(Excerpts from a location annotation dataset)
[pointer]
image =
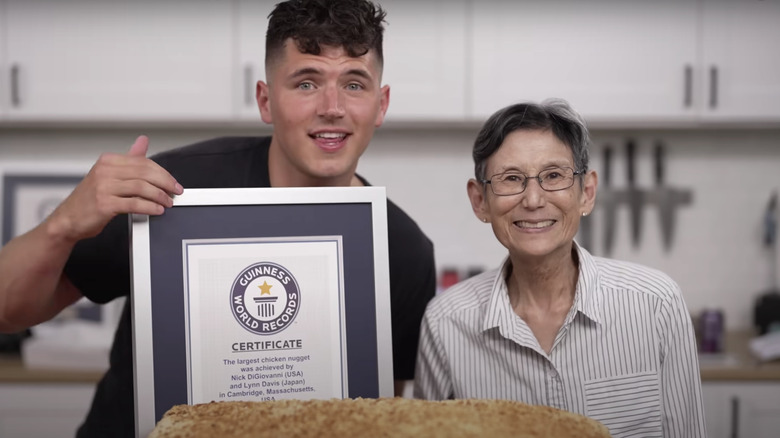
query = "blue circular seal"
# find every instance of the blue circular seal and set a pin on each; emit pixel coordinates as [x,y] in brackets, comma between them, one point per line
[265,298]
==
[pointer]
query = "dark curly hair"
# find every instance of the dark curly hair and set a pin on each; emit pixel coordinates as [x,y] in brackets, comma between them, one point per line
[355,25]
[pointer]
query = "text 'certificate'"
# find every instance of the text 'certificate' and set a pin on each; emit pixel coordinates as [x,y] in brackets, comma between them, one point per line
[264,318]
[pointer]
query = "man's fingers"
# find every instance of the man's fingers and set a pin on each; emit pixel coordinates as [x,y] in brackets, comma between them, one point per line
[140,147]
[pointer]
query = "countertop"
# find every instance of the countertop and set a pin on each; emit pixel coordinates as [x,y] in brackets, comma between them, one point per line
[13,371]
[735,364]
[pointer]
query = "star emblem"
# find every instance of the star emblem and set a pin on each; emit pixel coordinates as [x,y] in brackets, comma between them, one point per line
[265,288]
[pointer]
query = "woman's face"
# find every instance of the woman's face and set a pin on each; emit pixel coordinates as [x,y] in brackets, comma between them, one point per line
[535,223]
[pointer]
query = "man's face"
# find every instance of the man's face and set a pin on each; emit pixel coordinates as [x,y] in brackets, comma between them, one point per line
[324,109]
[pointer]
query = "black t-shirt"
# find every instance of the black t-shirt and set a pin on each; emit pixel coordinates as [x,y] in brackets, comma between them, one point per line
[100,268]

◆ **What is needed**:
Identify each line in the listing above that contains the word "countertop", and copy those lines out.

◆ **Exercise answer**:
query = "countertop"
# find every instance of the countertop and set a pin on each; emit pixel coordinates as [x,y] in brackets, comma between them, one point per line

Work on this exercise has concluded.